■ Exercício
Por favor, prossiga o texto sobre a relatividade geral a partir da última frase apresentada.

══ Excerto do documento ══

Relatividade Geral

Este artigo é como que uma continuação do artigo da semana passada, Relatividade Restrita, pelo que poderá ser conveniente lerem esse outro artigo primeiro.

Um dos postulados das leis de Newton diz que se temos um corpo sujeito a uma força, se esta força deixar de atuar, então o corpo adoptará um movimento rectilíneo uniforme, ou seja, segue um trajeto recto com velocidade constante (supondo que não exista nenhuma força a atuar sobre o corpo). Ou seja, se tivermos um planeta em órbita em torno de uma estrela, se supusermos que a estrela “desaparece”, segundo as leis de Newton o planeta deixará imediatamente a sua órbita elíptica e tomará um trajeto recto. Ora, Einstein tinha postulado que nada se propaga a velocidade superior à da luz, logo o planeta não poderia “saber” instantaneamente que a estrela tinha deixado de existir e, portanto, “tinha que alterar a sua órbita”, por outras palavras: desde que a estrela deixara de existir até o planeta alterar a sua trajetória teria que decorrer um certo tempo, no qual o planeta permaneceria na sua órbita como se a estrela ainda lá estivesse.

═══
══ Registos selecionados ══

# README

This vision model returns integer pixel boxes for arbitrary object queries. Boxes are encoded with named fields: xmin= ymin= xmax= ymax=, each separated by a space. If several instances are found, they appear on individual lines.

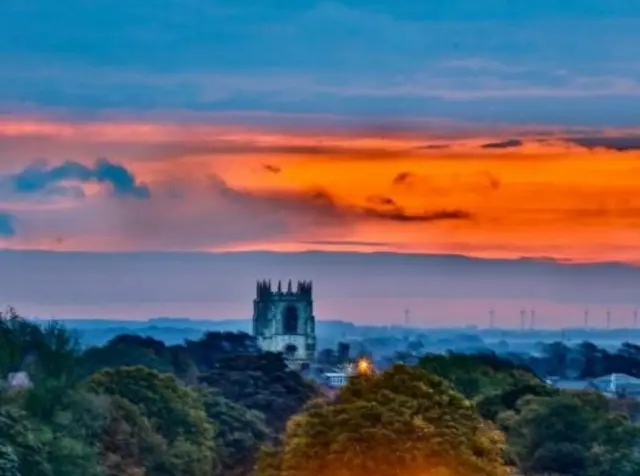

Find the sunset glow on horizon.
xmin=0 ymin=118 xmax=640 ymax=264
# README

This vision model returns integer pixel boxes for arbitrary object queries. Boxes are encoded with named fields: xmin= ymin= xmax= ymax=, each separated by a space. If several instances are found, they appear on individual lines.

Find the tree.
xmin=418 ymin=353 xmax=541 ymax=399
xmin=200 ymin=353 xmax=319 ymax=434
xmin=88 ymin=367 xmax=219 ymax=476
xmin=203 ymin=389 xmax=271 ymax=476
xmin=81 ymin=334 xmax=174 ymax=376
xmin=259 ymin=365 xmax=507 ymax=476
xmin=500 ymin=392 xmax=640 ymax=476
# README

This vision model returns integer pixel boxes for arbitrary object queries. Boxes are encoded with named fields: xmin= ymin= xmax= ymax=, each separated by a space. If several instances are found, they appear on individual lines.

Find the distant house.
xmin=322 ymin=372 xmax=349 ymax=388
xmin=7 ymin=372 xmax=33 ymax=390
xmin=547 ymin=374 xmax=640 ymax=399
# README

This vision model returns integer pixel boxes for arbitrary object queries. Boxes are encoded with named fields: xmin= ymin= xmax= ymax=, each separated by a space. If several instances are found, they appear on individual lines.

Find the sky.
xmin=0 ymin=0 xmax=640 ymax=322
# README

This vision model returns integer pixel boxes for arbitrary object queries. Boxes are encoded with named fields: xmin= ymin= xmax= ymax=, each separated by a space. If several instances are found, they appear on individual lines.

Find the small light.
xmin=358 ymin=359 xmax=371 ymax=374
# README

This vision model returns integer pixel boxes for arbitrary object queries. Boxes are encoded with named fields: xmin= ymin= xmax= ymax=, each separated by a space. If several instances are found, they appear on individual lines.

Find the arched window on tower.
xmin=282 ymin=306 xmax=298 ymax=334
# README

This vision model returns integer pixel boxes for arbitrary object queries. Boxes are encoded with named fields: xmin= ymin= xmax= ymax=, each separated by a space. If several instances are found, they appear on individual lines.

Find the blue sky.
xmin=0 ymin=0 xmax=640 ymax=125
xmin=0 ymin=0 xmax=640 ymax=324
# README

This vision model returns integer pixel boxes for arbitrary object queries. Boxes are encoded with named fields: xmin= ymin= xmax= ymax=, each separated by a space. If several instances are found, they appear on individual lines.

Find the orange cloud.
xmin=0 ymin=115 xmax=640 ymax=263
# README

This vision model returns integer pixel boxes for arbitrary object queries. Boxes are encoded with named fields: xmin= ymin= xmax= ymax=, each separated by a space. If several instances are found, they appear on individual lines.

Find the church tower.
xmin=253 ymin=280 xmax=316 ymax=367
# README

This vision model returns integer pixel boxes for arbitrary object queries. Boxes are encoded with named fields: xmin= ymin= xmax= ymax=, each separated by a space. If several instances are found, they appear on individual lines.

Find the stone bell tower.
xmin=253 ymin=280 xmax=316 ymax=367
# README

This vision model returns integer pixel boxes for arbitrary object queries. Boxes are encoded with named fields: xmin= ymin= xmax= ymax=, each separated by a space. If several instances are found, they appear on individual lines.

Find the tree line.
xmin=0 ymin=311 xmax=640 ymax=476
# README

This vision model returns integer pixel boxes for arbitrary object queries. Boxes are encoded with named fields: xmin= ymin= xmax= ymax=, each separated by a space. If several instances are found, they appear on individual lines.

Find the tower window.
xmin=284 ymin=344 xmax=298 ymax=359
xmin=282 ymin=306 xmax=298 ymax=334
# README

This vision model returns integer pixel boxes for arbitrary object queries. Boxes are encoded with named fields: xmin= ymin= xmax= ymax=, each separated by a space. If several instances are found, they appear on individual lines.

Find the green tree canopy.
xmin=500 ymin=392 xmax=640 ymax=476
xmin=88 ymin=367 xmax=219 ymax=476
xmin=418 ymin=353 xmax=541 ymax=399
xmin=260 ymin=365 xmax=506 ymax=476
xmin=203 ymin=389 xmax=272 ymax=476
xmin=200 ymin=353 xmax=319 ymax=434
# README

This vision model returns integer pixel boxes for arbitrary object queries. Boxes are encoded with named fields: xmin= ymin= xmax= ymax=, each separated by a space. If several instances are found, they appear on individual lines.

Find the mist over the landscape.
xmin=5 ymin=251 xmax=640 ymax=328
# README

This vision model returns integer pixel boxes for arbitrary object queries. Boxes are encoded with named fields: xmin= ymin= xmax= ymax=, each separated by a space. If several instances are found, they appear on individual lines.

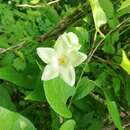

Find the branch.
xmin=0 ymin=41 xmax=25 ymax=54
xmin=37 ymin=10 xmax=85 ymax=42
xmin=16 ymin=0 xmax=60 ymax=8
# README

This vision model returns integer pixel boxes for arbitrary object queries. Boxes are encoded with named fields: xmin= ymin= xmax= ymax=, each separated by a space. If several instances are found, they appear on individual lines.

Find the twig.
xmin=0 ymin=41 xmax=25 ymax=54
xmin=68 ymin=18 xmax=130 ymax=108
xmin=16 ymin=0 xmax=60 ymax=8
xmin=37 ymin=10 xmax=85 ymax=42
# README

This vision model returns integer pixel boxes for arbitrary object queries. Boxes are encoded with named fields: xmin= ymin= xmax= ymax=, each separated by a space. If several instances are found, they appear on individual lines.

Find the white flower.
xmin=55 ymin=32 xmax=81 ymax=51
xmin=37 ymin=44 xmax=87 ymax=86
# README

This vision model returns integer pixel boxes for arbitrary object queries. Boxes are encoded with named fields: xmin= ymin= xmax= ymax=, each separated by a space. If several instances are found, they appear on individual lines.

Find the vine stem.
xmin=68 ymin=18 xmax=130 ymax=109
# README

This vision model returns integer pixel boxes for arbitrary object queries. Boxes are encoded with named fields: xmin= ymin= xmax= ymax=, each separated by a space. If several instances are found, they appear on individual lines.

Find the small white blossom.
xmin=55 ymin=32 xmax=81 ymax=51
xmin=37 ymin=34 xmax=87 ymax=86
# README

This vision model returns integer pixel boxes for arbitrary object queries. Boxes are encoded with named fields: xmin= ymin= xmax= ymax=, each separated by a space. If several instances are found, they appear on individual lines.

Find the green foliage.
xmin=44 ymin=78 xmax=75 ymax=118
xmin=0 ymin=107 xmax=36 ymax=130
xmin=0 ymin=0 xmax=130 ymax=130
xmin=60 ymin=120 xmax=76 ymax=130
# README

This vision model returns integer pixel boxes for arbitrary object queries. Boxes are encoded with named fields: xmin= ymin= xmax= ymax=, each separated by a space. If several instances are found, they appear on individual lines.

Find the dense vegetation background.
xmin=0 ymin=0 xmax=130 ymax=130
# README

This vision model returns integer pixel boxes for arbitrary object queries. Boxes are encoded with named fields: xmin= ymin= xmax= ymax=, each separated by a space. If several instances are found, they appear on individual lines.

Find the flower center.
xmin=58 ymin=56 xmax=68 ymax=65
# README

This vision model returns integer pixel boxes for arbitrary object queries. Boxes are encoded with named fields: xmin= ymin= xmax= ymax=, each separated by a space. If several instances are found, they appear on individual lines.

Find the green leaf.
xmin=0 ymin=67 xmax=33 ymax=88
xmin=120 ymin=50 xmax=130 ymax=74
xmin=117 ymin=0 xmax=130 ymax=17
xmin=74 ymin=77 xmax=96 ymax=100
xmin=30 ymin=0 xmax=40 ymax=4
xmin=13 ymin=57 xmax=26 ymax=71
xmin=103 ymin=89 xmax=124 ymax=130
xmin=0 ymin=107 xmax=36 ymax=130
xmin=125 ymin=77 xmax=130 ymax=106
xmin=60 ymin=120 xmax=76 ymax=130
xmin=25 ymin=80 xmax=45 ymax=102
xmin=0 ymin=84 xmax=16 ymax=110
xmin=44 ymin=78 xmax=75 ymax=118
xmin=89 ymin=0 xmax=107 ymax=31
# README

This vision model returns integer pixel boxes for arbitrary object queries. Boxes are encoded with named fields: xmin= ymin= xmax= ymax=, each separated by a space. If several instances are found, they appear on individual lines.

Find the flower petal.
xmin=54 ymin=33 xmax=68 ymax=54
xmin=68 ymin=51 xmax=87 ymax=67
xmin=41 ymin=65 xmax=59 ymax=80
xmin=37 ymin=47 xmax=56 ymax=64
xmin=59 ymin=65 xmax=75 ymax=86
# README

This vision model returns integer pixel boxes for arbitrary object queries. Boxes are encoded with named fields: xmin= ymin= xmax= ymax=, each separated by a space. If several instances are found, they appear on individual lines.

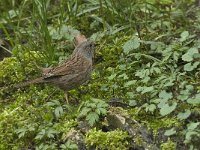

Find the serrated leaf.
xmin=124 ymin=80 xmax=137 ymax=87
xmin=184 ymin=62 xmax=199 ymax=71
xmin=187 ymin=122 xmax=200 ymax=130
xmin=123 ymin=37 xmax=140 ymax=54
xmin=55 ymin=106 xmax=63 ymax=118
xmin=187 ymin=93 xmax=200 ymax=105
xmin=86 ymin=112 xmax=99 ymax=126
xmin=141 ymin=86 xmax=154 ymax=94
xmin=159 ymin=90 xmax=173 ymax=100
xmin=180 ymin=31 xmax=189 ymax=42
xmin=108 ymin=73 xmax=117 ymax=80
xmin=177 ymin=110 xmax=191 ymax=120
xmin=79 ymin=107 xmax=92 ymax=117
xmin=182 ymin=47 xmax=199 ymax=62
xmin=160 ymin=102 xmax=177 ymax=116
xmin=164 ymin=128 xmax=176 ymax=136
xmin=129 ymin=100 xmax=137 ymax=106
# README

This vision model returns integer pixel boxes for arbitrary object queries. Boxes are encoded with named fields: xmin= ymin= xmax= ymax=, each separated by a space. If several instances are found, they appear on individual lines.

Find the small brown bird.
xmin=14 ymin=40 xmax=95 ymax=91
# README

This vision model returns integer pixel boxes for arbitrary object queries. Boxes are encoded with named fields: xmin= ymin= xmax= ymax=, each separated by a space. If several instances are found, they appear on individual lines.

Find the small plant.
xmin=79 ymin=98 xmax=108 ymax=126
xmin=86 ymin=128 xmax=128 ymax=150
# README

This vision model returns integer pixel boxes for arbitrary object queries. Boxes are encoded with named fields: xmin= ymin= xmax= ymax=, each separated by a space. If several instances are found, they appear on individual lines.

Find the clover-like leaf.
xmin=123 ymin=37 xmax=140 ymax=54
xmin=182 ymin=47 xmax=199 ymax=62
xmin=164 ymin=128 xmax=176 ymax=136
xmin=160 ymin=102 xmax=177 ymax=116
xmin=177 ymin=110 xmax=191 ymax=120
xmin=184 ymin=62 xmax=200 ymax=71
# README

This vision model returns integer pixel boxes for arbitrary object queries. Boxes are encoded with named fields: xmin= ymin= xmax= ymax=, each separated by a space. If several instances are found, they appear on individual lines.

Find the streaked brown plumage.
xmin=15 ymin=41 xmax=95 ymax=91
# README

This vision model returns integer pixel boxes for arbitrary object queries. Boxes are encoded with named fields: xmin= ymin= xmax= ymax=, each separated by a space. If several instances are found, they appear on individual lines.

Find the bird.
xmin=14 ymin=40 xmax=95 ymax=92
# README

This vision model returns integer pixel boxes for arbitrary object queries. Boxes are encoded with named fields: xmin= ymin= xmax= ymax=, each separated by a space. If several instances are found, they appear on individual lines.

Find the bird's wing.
xmin=44 ymin=53 xmax=92 ymax=79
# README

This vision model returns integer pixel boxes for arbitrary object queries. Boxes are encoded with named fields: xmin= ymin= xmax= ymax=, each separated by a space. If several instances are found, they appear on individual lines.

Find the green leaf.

═══

■ Resposta do exercício
Isto significa que de algum modo existe uma “rede de informação” que une todos os corpos e que esta informação não viaja a velocidade infinita, neste caso, essa rede é a própria gravitação, a qual também está de acordo com a relatividade restrita.

Um outro problema inerente à Teoria da Gravitação Universal de Newton e que levou Einstein a acreditar que esta teria que estar errada (note-se que a Teoria de Newton tinha sido esmagadoramente confirmada, sem que houvesse realmente motivos para a questionar), era o facto de que esta explicava como funcionava a gravidade, mas não o que era exactamente a gravidade. Pode-se comparar ao facto de sabermos usar uma televisão, sem no entanto compreendermos a tecnologia envolvida.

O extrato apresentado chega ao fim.